EXCERPT PROVIDED.
- Opening Delimiter -

The prize pursues two main goals: to popularise original European film production in EU member states and to attract public attention to the European Union. Motion pictures produced in any EU member state as well as in Norway, Liechtenstein, Switzerland or Iceland are eligible to take part in the annual competition. The selection panel, comprising renowned European film professionals, selects three finalists and the films are then projected in the EP. The winning picture is voted on by all members of the EP, subsequently subtitled in 24 official EU languages and released in all 28 EU member states. Thanks to the LUX PRIZE, European cinema audiences had the possibility to see high-quality movies such as Lorna’s Silence, Shun Li and the Poet, The Broken Circle Breakdown, Ida, Mustang, Toni Erdmann, or Sami Blood which won the award last year.

 

Since 2012 these films have been screened as part of the Bratislava International Film Festival and its cooperation with the Information Office of the European Parliament in Slovakia. The audience will see three out of ten films from the official selection, which were nominated for the 2018 LUX Prize: Girl, The Other Side of Everything and Styx.

- Closing Delimiter -

DATA EXTRACT.
- Opening Delimiter -

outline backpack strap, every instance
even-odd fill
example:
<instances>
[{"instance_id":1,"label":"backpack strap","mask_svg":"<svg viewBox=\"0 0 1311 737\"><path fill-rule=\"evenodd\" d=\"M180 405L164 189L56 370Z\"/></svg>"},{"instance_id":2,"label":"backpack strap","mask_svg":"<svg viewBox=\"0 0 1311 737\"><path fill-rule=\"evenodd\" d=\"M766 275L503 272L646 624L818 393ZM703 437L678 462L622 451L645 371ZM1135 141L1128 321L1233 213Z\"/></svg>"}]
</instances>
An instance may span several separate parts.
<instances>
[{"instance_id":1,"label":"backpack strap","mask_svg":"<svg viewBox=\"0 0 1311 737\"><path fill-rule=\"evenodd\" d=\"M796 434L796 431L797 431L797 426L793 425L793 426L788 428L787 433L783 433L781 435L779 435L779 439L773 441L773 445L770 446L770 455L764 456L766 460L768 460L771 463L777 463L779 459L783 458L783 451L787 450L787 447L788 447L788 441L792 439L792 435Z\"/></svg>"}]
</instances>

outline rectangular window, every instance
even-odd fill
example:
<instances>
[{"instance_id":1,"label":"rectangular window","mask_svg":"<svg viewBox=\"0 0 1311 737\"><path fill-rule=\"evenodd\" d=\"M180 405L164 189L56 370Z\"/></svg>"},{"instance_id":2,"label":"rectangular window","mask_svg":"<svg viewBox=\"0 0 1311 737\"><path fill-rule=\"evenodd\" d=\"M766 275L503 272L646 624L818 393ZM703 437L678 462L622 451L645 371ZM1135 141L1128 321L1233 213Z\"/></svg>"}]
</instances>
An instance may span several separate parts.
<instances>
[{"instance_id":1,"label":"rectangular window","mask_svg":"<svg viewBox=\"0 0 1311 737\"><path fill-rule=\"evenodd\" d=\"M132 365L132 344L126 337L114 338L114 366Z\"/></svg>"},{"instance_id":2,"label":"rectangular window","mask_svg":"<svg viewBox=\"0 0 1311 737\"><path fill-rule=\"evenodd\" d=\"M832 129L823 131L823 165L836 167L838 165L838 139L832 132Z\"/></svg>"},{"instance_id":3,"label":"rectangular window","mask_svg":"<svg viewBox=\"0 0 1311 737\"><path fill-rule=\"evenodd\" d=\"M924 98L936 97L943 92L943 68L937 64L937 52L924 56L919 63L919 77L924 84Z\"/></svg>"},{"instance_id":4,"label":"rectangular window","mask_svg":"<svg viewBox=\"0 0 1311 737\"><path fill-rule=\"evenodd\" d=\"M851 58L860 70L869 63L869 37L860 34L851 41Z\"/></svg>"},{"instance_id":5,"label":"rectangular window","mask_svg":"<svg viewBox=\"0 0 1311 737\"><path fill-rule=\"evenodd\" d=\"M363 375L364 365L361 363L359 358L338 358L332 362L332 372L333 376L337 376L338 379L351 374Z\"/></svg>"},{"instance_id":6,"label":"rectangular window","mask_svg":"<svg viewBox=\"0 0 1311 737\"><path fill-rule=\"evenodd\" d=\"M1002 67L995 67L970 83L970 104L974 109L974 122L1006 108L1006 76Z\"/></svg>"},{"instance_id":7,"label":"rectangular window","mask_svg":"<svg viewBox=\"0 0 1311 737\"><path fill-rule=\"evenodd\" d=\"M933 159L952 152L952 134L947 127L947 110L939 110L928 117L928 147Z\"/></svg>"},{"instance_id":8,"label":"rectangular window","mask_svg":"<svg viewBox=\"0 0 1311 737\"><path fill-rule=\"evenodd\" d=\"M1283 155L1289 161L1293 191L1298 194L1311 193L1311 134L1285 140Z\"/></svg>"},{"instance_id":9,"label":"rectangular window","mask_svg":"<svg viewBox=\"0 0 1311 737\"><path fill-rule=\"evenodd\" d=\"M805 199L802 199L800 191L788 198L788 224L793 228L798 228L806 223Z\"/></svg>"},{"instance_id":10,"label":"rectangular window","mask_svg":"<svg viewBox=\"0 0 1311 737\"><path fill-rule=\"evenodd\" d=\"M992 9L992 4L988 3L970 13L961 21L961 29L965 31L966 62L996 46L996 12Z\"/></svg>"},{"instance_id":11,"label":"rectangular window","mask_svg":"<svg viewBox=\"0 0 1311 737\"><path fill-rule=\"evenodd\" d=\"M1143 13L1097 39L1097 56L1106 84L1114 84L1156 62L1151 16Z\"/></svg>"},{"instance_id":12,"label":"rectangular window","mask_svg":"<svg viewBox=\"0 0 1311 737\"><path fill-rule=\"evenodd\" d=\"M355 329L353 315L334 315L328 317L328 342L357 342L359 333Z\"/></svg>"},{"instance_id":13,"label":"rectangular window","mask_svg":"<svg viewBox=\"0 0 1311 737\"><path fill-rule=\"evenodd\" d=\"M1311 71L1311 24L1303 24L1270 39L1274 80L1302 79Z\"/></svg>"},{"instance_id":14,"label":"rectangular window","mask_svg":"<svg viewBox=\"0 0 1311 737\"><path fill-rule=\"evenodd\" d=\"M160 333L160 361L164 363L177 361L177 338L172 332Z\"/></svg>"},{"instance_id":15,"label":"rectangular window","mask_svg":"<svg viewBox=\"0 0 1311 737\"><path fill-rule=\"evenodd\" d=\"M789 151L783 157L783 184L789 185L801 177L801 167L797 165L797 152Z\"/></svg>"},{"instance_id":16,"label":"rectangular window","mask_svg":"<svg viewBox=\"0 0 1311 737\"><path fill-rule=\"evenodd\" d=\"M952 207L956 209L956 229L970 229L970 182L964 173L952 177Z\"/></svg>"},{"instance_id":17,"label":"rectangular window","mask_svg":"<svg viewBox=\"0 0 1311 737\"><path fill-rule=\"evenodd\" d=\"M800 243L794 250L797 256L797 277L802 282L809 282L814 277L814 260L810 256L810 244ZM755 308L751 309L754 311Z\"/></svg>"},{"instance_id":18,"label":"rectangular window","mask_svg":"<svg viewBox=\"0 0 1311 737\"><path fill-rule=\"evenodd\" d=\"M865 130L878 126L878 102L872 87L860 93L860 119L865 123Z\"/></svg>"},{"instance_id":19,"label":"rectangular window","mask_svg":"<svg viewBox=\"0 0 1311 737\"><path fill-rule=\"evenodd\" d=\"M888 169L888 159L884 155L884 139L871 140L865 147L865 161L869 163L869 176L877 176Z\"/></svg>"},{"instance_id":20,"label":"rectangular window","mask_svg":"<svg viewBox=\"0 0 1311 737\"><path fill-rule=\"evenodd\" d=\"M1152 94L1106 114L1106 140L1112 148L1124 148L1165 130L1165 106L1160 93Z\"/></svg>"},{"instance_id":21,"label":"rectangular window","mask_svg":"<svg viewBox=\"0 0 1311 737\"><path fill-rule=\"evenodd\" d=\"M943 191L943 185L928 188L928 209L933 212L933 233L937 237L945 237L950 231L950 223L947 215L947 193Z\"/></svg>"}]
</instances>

- Closing Delimiter -

EXERCISE AIM.
Answer from the LUX Prize passage above:
(a) Besides EU member states, which countries' films are eligible for the competition?
(b) Into how many official EU languages is the winning picture subtitled?
(c) Since what year have these films been screened at the Bratislava International Film Festival?

RESPONSE TO THE EXERCISE.
(a) Norway, Liechtenstein, Switzerland and Iceland.
(b) 24.
(c) 2012.